* [SOURCE DOCUMENT]
---+---
Now move on to the next piece and so on till you have all the trim edges done.
You will then need to fill in the open spaces with more glue this is so that the trim edge wont pull away from your part.

http://home.cogeco.ca/~tutorials/Chapter%232/glue-1.JPG

I know it looks like there is a lot of glue but hey the worst thing could be have the trim edge fall off when your putting the gel-coat on it.
This is what it should look like

http://home.cogeco.ca/~tutorials/Chapter%232/glue-3.JPG

Now that we have all the trim edge's done you will need to glue all the piece's together, what I do is use a small piece of plastic to hold from one piece to the other, put glue on the plastic and press firmly against the other piece's.

http://home.cogeco.ca/~tutorials/Chapter%232/gluebrace.JPG
http://home.cogeco.ca/~tutorials/Chapter%232/gluebrace-1.JPG

Now go and do the rest of them, and when your all done you will need to use the chisel to get ride of the excess glue.
Once you have done that you will now need to use the clay and fill in the edge around your part, this is so that the gel-coat wont seep through and lock the plug in the mold, the plug is what you call the part you are using to mold from.
Now need the clay in your hands till its good and soft, this makes it easier to work with and it will work its way into all the little cracks.
Now don’t worry about how much clay you use, just make sure you hold the bottom of the trim edge and brace it against the plug.
This is so you wont push it away from the plug when your putting the clay on it.
Here is yet another picture of what I mean.

http://home.cogeco.ca/~tutorials/Chapter%232/clay.JPG
http://home.cogeco.ca/~tutorials/Chapter%232/clay-1.JPG

Now you will also trim all the excess clay from around the plug you only want to fill in all the little cracks and edges.
You want to hold the chisel horizontally first.
http://home.cogeco.ca/~tutorials/Chapter%232/clay-2.JPG

Then you will hold the chisel vertically to get rid of more clay like this.

http://home.cogeco.ca/~tutorials/Chapter%232/clay-3.JPG

Once that is all done take off any excess clay on the trim edge or plug.
Now this is what it should look like, you can barely see any clay this is because all you want is to fill in the small gaps so that the gel-coat won’t seep through.
This is what it should look like.

http://home.cogeco.ca/~tutorials/Chapter%232/clayfinieshed.JPG

Once you have that all done you will then put the scotch tape on the seams were the plastic piece's meet each other.
I know you can see that it looks like I did it first but that’s because I didn’t get a good picture of the clay the first time.
Well I want to make sure that no one has a problem or any trouble do this little tutorial.
See even I make mistakes.

http://home.cogeco.ca/~tutorials/Chapter%232/finishedtrimedge.JPG

Now that all this is done you need to wax the plug, I use a wax called TR high temp mold release.
I have found this to be the best wax for making a mold with.
Because of the amount of heat you create when making a mold from the layers of fibreglass you put on it.
Now put on the first coat of wax and go have a coffee or something to drink, you have to wait at least 20 to 30 minutes before the wax dries.
---+---
* [TASK DETAILS] Using the mold-making tutorial above, answer yes or no to whether each statement agrees with it, and quote the words that decide each one. (a) The first coat of wax needs at least 20 to 30 minutes to dry. (b) The clay goes around the edge of the part to hold the plastic pieces together. (c) When trimming clay, the chisel is held vertically first.

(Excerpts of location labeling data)
---+---
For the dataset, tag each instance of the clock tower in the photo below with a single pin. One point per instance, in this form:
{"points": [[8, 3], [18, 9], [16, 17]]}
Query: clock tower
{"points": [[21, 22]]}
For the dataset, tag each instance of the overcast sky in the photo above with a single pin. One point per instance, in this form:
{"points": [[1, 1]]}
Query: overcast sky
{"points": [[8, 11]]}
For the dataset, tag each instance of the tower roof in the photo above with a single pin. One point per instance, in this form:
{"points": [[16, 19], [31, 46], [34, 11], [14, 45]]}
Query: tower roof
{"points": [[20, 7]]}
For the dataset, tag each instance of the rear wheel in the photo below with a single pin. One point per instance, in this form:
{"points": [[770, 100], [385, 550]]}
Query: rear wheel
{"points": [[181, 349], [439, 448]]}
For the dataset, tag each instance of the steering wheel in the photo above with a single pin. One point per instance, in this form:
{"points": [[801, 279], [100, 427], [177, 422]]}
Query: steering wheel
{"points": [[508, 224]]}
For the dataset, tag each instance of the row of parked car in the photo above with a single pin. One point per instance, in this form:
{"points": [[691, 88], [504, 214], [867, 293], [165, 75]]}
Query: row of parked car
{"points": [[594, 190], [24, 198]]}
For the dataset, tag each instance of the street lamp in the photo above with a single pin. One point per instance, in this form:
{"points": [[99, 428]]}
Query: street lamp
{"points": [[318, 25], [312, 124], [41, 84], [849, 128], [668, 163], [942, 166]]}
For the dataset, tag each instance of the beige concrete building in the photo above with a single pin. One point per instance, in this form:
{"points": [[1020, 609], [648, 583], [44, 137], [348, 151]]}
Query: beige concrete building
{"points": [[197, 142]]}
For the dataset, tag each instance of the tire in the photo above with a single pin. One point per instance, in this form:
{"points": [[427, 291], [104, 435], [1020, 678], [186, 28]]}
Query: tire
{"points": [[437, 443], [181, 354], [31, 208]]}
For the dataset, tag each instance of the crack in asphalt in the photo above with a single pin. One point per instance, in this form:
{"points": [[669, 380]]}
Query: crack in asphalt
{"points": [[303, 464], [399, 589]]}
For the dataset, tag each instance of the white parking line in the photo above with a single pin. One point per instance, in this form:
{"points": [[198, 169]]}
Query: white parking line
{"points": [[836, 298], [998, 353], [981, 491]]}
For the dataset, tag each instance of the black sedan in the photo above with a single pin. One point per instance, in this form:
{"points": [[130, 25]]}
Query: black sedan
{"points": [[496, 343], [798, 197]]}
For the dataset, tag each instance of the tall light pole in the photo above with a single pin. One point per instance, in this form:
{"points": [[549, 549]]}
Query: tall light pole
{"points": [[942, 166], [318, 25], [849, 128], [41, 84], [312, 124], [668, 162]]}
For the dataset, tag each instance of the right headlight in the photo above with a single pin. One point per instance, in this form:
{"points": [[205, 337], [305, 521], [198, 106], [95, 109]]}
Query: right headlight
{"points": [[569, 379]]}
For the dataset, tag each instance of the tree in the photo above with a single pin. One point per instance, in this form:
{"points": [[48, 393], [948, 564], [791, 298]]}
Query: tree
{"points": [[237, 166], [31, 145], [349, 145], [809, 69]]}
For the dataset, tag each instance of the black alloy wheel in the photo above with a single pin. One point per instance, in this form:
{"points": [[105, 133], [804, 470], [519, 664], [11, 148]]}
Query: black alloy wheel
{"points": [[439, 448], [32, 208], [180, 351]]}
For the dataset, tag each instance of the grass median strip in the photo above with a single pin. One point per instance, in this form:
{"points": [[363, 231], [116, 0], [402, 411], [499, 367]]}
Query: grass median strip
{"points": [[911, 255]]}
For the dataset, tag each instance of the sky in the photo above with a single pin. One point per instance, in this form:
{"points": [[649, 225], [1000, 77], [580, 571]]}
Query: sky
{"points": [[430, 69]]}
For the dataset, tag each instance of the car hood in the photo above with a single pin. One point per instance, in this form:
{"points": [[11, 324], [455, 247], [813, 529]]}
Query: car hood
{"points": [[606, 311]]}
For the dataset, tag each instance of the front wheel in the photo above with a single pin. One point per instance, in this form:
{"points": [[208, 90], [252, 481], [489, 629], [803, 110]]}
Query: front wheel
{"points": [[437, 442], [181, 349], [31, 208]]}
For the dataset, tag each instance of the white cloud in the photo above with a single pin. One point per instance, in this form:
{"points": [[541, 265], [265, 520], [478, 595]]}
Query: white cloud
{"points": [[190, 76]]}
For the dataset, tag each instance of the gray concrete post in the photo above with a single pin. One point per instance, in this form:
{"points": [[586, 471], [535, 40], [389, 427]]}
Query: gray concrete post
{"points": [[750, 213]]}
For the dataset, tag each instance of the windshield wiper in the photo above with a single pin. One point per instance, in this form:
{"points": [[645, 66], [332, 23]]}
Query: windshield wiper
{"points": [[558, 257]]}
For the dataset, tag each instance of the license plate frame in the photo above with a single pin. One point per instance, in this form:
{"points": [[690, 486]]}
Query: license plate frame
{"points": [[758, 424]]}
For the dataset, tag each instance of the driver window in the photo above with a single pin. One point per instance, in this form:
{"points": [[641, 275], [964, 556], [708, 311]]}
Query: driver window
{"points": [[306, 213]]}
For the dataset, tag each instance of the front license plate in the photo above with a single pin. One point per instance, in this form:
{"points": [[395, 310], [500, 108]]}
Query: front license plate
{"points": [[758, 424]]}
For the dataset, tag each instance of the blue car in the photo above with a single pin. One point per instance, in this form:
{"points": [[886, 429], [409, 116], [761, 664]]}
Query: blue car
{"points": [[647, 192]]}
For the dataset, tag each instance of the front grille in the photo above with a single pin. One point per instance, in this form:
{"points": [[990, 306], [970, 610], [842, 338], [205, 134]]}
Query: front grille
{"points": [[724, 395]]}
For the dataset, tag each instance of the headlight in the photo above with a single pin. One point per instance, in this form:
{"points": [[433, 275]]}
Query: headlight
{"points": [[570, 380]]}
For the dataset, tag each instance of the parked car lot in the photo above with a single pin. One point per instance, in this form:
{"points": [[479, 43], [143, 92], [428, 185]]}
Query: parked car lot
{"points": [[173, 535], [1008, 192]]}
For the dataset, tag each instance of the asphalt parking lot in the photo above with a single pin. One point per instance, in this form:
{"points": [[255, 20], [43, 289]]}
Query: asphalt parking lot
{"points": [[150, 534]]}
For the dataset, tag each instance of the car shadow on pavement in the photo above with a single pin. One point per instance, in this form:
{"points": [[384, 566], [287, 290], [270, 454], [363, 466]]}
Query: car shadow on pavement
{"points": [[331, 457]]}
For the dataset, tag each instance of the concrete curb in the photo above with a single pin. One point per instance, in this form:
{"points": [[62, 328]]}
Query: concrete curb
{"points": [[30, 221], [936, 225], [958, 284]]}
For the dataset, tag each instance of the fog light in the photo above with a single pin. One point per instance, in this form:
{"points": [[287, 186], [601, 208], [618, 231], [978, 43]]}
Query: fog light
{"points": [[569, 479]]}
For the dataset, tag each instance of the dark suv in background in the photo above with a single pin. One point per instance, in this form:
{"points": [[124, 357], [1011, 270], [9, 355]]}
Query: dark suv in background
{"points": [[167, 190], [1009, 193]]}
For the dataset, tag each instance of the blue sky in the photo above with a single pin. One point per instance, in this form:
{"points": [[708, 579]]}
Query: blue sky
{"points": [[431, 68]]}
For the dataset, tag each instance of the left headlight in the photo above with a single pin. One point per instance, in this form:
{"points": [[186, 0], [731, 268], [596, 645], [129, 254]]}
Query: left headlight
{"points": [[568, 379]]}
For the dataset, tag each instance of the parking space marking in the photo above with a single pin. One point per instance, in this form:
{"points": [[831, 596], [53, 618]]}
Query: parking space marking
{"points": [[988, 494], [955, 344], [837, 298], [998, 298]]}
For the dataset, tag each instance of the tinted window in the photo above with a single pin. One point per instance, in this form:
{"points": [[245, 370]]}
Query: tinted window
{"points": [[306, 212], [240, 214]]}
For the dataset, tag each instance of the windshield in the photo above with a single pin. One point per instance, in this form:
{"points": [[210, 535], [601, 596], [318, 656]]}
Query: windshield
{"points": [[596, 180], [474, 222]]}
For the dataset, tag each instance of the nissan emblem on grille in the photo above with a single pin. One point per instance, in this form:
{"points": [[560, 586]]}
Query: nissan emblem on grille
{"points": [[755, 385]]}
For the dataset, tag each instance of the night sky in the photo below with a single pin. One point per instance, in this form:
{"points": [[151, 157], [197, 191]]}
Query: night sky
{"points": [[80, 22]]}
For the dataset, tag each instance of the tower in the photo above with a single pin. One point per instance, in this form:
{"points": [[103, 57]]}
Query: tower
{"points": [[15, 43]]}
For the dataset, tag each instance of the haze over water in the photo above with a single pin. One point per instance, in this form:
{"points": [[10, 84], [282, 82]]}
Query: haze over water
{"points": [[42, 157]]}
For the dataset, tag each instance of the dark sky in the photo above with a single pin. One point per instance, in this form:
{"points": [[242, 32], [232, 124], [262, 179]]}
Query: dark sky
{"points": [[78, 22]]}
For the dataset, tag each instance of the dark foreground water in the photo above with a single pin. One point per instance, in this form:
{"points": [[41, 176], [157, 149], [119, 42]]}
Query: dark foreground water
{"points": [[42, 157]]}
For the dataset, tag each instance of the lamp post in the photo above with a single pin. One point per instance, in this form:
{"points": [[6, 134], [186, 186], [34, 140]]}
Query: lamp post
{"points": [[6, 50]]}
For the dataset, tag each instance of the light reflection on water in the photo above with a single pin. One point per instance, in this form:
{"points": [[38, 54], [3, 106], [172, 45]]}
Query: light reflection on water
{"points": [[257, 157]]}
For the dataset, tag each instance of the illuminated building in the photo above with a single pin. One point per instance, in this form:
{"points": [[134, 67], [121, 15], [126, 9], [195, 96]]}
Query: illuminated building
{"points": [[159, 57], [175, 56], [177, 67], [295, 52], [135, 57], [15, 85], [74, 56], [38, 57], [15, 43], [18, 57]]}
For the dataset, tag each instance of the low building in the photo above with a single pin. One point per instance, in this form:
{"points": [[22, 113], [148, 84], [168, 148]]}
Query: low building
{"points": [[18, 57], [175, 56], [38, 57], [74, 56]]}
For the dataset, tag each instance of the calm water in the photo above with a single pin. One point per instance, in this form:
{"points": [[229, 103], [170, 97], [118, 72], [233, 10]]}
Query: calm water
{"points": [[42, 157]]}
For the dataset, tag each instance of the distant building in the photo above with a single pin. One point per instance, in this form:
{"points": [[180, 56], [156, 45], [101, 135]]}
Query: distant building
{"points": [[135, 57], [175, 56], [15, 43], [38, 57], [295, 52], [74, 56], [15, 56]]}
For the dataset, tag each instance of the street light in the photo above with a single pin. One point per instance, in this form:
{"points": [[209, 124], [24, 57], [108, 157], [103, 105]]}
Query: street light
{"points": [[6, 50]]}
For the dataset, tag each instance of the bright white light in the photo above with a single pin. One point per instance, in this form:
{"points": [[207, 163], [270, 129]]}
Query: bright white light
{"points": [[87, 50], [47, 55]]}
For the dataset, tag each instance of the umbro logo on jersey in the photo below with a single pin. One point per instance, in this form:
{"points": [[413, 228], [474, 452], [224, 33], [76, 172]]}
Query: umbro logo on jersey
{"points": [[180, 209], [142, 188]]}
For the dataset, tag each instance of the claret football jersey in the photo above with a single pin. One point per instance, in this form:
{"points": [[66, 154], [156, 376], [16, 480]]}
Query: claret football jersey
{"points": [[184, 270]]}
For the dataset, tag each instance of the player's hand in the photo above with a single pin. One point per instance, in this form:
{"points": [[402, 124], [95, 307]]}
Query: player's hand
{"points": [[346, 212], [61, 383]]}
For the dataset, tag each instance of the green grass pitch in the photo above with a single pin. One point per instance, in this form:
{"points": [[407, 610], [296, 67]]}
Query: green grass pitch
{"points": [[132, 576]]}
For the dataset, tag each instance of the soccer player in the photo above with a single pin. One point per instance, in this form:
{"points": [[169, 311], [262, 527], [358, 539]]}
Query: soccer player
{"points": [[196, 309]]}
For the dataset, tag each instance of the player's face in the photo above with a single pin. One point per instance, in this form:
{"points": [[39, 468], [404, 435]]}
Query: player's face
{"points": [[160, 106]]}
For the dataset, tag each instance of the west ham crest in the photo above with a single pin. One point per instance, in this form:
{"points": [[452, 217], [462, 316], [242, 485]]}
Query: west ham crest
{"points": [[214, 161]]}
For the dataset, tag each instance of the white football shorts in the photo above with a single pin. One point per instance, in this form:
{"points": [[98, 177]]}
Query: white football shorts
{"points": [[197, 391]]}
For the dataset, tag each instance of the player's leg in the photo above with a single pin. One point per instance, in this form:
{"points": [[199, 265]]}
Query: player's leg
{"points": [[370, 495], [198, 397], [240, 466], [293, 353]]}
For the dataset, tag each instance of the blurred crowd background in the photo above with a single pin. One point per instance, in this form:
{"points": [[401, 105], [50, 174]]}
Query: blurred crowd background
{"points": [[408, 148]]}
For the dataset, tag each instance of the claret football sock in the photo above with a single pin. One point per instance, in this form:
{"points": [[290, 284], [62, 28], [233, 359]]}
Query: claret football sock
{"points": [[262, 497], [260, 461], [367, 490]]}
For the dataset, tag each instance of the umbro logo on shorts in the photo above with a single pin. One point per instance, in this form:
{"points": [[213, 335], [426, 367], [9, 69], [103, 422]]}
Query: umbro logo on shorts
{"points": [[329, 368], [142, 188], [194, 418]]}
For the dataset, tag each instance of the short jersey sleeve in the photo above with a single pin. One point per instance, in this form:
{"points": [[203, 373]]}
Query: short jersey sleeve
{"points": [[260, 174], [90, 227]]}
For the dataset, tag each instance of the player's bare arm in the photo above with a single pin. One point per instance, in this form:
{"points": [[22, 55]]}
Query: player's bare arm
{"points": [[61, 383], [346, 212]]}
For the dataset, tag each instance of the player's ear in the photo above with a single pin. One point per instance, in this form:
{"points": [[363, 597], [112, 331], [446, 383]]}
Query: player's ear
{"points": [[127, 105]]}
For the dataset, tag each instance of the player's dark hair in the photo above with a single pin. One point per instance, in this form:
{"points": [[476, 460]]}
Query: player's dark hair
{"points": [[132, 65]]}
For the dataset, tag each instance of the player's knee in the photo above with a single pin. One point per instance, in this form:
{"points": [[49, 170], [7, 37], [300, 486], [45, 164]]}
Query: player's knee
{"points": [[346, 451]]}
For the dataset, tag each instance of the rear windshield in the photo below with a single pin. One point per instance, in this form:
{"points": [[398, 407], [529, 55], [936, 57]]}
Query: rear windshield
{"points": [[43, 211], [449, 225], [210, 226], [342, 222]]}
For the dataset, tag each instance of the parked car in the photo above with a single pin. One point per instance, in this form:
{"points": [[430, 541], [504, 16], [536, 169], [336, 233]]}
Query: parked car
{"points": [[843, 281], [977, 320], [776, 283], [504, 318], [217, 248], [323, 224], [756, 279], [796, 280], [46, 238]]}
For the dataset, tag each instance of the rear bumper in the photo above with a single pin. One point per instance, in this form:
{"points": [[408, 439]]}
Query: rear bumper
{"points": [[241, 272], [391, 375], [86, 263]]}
---+---
* [FULL ANSWER]
(a) Yes: "you have to wait at least 20 to 30 minutes before the wax dries."
(b) No: "this is so that the gel-coat wont seep through and lock the plug in the mold"
(c) No: "You want to hold the chisel horizontally first."